__Problem description__. The answer is all of the data, repeated exactly.

__Entries provided__.
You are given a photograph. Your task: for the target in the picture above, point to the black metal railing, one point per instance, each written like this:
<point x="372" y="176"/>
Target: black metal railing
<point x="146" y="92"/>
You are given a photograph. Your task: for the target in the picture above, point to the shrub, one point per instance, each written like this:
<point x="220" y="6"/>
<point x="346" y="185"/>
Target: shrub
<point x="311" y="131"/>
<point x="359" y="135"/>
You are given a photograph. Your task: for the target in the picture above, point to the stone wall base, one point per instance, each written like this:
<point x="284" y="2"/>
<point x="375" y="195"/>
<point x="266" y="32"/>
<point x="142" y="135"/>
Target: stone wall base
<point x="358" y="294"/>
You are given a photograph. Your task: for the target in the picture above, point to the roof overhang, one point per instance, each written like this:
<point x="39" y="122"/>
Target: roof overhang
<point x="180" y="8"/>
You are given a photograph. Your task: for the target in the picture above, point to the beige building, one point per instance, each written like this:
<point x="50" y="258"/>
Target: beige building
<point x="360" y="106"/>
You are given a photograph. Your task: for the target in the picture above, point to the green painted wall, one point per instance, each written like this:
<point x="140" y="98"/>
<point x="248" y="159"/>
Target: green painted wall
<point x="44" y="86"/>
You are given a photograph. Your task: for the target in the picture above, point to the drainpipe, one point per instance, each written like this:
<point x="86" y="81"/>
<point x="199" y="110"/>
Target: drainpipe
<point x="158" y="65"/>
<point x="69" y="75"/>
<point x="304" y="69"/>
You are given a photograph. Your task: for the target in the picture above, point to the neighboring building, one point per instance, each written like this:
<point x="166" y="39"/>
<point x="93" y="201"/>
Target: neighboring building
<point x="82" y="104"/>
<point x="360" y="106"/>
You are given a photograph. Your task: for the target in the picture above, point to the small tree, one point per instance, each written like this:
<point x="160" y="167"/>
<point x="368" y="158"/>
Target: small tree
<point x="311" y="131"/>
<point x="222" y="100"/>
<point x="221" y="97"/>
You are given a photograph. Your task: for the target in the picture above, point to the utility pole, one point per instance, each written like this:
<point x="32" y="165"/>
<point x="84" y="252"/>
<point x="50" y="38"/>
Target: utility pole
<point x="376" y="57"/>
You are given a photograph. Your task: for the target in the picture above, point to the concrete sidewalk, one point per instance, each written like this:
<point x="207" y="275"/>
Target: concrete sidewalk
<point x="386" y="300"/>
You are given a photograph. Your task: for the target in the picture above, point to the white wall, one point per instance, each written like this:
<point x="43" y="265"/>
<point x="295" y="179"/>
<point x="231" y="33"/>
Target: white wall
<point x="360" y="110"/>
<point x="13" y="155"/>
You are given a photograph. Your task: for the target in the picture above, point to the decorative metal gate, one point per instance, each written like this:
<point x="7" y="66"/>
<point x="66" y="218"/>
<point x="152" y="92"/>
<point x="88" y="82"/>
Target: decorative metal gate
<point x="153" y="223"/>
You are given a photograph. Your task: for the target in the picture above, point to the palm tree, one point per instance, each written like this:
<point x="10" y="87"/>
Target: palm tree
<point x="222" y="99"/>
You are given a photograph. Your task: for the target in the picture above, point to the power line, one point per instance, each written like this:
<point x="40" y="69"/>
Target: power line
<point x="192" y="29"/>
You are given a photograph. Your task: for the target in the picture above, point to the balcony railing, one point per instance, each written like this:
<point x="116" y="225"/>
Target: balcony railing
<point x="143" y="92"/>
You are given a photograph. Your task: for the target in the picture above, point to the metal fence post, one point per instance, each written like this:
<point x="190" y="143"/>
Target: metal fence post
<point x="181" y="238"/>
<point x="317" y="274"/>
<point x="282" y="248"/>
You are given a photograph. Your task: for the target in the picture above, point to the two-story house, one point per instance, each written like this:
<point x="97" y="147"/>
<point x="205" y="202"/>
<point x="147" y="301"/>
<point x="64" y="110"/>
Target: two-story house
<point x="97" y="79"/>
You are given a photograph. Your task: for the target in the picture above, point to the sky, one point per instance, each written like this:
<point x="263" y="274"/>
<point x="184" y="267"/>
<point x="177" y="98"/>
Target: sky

__Output below__.
You are given a photograph. Your task: for the target in the picture above, point to the black metal railing, one point per instance, each written like this:
<point x="372" y="176"/>
Target: black metal railing
<point x="146" y="92"/>
You are given a photograph. Your task: for the target in the picture above, point to the shrub, one point per instance, each written like this:
<point x="220" y="6"/>
<point x="346" y="185"/>
Target: shrub
<point x="311" y="131"/>
<point x="359" y="135"/>
You are given a photograph. Your task: for the target in the picture above, point to the stone wall base, one point per instance, each written like this:
<point x="284" y="2"/>
<point x="375" y="195"/>
<point x="266" y="32"/>
<point x="142" y="135"/>
Target: stone wall base
<point x="358" y="294"/>
You are given a photograph. Your task: for the target in the picture above, point to the roof overhang, one point per instance, each written like this:
<point x="39" y="122"/>
Target: roof overhang
<point x="180" y="8"/>
You are given a photograph. Your task: for the target in the picture above, point to the beige building, one point per instance, each written like this:
<point x="50" y="258"/>
Target: beige building
<point x="360" y="106"/>
You are given a photograph. Your task: for the target in the picture above, point to the green painted wall, one point per instance, each written like this:
<point x="140" y="98"/>
<point x="248" y="159"/>
Target: green painted wall
<point x="44" y="86"/>
You are given a photograph. Your task: for the target in the picture above, point to the drainpipe, one point per instance, each written like this:
<point x="86" y="81"/>
<point x="199" y="110"/>
Target: drainpipe
<point x="158" y="65"/>
<point x="69" y="75"/>
<point x="304" y="69"/>
You are given a photograph. Your task: for the target in the picture above, point to the neighboring building, one point per instance, each written like this:
<point x="166" y="39"/>
<point x="93" y="201"/>
Target: neighboring building
<point x="82" y="104"/>
<point x="360" y="106"/>
You are given a photograph. Your task: for the target in the picture above, point to the small tree, one point per instance, each written like this:
<point x="160" y="167"/>
<point x="368" y="158"/>
Target: small tree
<point x="311" y="131"/>
<point x="222" y="100"/>
<point x="221" y="97"/>
You are given a photograph. Your task: for the target in the picture above, point to the utility pole, one point per instance, each written like this:
<point x="32" y="165"/>
<point x="84" y="252"/>
<point x="50" y="38"/>
Target: utility pole
<point x="376" y="57"/>
You are given a photograph. Your task: for the target in the picture above, point to the concrete sidewalk, one point per instance, each written like this:
<point x="207" y="275"/>
Target: concrete sidewalk
<point x="386" y="300"/>
You are given a photograph. Your task: for the target in the picture above, point to the white wall, one point per instance, each written like this:
<point x="43" y="265"/>
<point x="295" y="179"/>
<point x="231" y="33"/>
Target: white wall
<point x="360" y="110"/>
<point x="13" y="155"/>
You are given a photograph. Your task: for the target in the picture above, point to the decorative metal gate, one point per instance, each written like this:
<point x="7" y="66"/>
<point x="66" y="218"/>
<point x="152" y="92"/>
<point x="88" y="82"/>
Target: decorative metal gate
<point x="153" y="223"/>
You are given a photograph. Your task: for the target in the picture above, point to the palm tree, one point per instance, each written like this:
<point x="10" y="87"/>
Target: palm tree
<point x="222" y="99"/>
You are given a photograph. Your task: for the target in the picture above, point to the power line, one point per instance, each written like this:
<point x="40" y="69"/>
Target: power line
<point x="192" y="29"/>
You are given a photograph. Your task: for the target in the picture above, point to the balcony railing, one point per instance, each written like this:
<point x="116" y="225"/>
Target: balcony railing
<point x="143" y="92"/>
You are given a photograph. Your task: for the target in the picture above, point to the metal fence post, one point per instance, each written like this:
<point x="190" y="143"/>
Target: metal fence post
<point x="181" y="238"/>
<point x="317" y="274"/>
<point x="282" y="248"/>
You are given a photograph. Your task: for the target in the picture above, point to the two-story house, one point per instance, each written like this:
<point x="97" y="147"/>
<point x="205" y="202"/>
<point x="147" y="301"/>
<point x="64" y="110"/>
Target: two-story house
<point x="97" y="79"/>
You are given a photograph. Your task: for the target in the picture above, point to the sky, one point per instance, each written like this:
<point x="263" y="274"/>
<point x="184" y="267"/>
<point x="177" y="98"/>
Target: sky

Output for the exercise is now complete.